**DIRECTIONS FOR THIS TASK**:
Return, word for word, the portion of the data protection passage below starting with "You would have" and going on through "to almost £10m.".

**SELECTION**:
^^^^^^^^^^^^^^^^

You would have had to be living in a vacuum over the past year to miss the influx of data protection headlines. Data breaches are an increasingly visible threat, making data security a particularly profitable market.
We recently surveyed public attitudes to data protection issues and the government, and we found that just ten per cent of respondents said they trusted the government with their personal information.
Almost as many people (nine per cent) would trust an online retailer.
This is not just a problem for government: all companies dealing with data need to be aware of the need for security.
Just take PA Consulting for example. Not only have they suffered a lot of bad press but they have also taken a huge financial blow, allegedly losing that £1.5m government account and further government contracts may be lost adding up to almost £10m.
There are also the ongoing campaigns for disclosure laws, such as those in the US, which force companies to warn their customers if a data breach involving their information has taken place.
Earlier this year the Parliamentary Justice Select Committee made recommendations that recklessly or repeatedly mishandling personal information should become a criminal offence and that organisations should be obliged to report losses.

^^^^^^^^^^^^^^^^

**PROVIDED INFORMATION**:

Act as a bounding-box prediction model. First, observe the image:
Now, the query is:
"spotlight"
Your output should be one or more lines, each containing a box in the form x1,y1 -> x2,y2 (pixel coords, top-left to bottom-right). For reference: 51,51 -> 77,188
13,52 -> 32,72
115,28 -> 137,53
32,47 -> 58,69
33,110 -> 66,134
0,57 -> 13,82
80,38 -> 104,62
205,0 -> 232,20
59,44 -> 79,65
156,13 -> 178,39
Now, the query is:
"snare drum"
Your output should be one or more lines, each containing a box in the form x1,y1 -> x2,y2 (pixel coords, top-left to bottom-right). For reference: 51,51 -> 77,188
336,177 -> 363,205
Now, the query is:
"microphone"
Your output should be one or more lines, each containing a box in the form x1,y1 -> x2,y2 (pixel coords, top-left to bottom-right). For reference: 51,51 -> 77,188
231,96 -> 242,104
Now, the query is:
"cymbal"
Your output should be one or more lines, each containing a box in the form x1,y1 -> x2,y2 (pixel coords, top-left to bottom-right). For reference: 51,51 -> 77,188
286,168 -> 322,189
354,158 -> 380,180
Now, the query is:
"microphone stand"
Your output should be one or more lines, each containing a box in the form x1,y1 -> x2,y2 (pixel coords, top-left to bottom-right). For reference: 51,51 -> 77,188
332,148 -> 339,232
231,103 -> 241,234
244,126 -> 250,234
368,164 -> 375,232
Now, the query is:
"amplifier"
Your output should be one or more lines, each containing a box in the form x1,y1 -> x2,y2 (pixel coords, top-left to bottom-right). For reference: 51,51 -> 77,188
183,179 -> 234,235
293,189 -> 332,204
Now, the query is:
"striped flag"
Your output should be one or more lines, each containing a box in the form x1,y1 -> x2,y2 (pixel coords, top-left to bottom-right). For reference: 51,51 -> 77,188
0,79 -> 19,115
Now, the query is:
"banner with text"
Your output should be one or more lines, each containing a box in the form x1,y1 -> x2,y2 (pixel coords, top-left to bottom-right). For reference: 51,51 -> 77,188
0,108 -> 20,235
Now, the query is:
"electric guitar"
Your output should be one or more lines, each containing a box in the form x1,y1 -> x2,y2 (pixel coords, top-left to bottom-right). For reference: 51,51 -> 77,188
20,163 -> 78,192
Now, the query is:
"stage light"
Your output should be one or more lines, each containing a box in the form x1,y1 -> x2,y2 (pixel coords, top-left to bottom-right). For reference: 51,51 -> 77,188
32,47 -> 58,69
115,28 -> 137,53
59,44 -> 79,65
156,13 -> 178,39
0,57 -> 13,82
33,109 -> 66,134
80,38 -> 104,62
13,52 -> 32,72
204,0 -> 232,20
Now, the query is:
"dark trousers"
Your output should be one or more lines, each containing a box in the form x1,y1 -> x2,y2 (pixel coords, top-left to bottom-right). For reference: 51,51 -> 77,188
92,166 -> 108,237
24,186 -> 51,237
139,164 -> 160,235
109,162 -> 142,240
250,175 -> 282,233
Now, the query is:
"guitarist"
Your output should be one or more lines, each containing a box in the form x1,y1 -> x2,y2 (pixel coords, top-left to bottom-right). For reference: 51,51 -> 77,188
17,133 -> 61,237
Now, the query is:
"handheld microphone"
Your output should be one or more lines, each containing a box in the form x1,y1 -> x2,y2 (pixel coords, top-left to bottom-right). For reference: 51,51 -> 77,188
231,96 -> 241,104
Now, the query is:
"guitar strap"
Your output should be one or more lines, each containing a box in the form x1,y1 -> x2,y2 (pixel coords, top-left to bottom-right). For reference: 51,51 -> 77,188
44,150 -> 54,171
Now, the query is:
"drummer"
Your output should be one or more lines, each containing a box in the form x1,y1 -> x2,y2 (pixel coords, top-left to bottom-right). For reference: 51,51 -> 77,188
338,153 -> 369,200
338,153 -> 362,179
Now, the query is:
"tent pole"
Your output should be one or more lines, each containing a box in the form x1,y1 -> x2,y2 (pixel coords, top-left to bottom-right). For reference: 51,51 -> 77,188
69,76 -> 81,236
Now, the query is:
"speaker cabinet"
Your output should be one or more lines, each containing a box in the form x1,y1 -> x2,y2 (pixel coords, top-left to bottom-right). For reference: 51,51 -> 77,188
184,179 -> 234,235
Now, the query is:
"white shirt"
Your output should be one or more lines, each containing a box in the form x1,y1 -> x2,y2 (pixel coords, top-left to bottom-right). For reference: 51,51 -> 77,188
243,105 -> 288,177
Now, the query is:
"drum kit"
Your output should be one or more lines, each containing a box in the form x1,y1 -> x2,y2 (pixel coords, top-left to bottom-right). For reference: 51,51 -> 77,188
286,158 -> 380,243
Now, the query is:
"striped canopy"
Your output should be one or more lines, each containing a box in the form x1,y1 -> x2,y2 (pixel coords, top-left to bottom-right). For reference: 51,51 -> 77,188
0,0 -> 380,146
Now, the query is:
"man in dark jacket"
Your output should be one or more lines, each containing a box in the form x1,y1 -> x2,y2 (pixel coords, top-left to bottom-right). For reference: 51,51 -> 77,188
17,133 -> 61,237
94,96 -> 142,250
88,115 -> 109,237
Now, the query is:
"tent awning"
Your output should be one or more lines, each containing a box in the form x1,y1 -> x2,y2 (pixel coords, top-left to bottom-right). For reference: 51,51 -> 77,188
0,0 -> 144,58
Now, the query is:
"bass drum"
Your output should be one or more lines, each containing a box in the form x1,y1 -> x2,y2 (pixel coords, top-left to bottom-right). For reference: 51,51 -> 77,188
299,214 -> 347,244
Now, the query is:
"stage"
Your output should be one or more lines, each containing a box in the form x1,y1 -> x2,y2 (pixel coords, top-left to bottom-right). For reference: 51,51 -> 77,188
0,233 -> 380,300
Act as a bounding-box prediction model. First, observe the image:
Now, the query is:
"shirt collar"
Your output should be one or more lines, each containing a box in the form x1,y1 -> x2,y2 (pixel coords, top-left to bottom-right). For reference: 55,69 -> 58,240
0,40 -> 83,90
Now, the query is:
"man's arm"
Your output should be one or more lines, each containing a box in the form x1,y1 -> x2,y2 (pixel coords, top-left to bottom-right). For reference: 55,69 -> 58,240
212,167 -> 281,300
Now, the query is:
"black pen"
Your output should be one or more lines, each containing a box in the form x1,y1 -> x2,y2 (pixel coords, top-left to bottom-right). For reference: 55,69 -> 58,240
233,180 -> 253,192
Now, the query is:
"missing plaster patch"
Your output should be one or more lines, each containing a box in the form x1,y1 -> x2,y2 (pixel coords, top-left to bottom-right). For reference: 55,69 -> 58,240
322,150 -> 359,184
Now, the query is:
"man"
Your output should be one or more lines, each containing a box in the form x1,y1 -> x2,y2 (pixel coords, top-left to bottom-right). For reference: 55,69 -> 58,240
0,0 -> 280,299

^^^^^^^^^^^^^^^^

**ANSWER**:
You would have had to be living in a vacuum over the past year to miss the influx of data protection headlines. Data breaches are an increasingly visible threat, making data security a particularly profitable market.
We recently surveyed public attitudes to data protection issues and the government, and we found that just ten per cent of respondents said they trusted the government with their personal information.
Almost as many people (nine per cent) would trust an online retailer.
This is not just a problem for government: all companies dealing with data need to be aware of the need for security.
Just take PA Consulting for example. Not only have they suffered a lot of bad press but they have also taken a huge financial blow, allegedly losing that £1.5m government account and further government contracts may be lost adding up to almost £10m.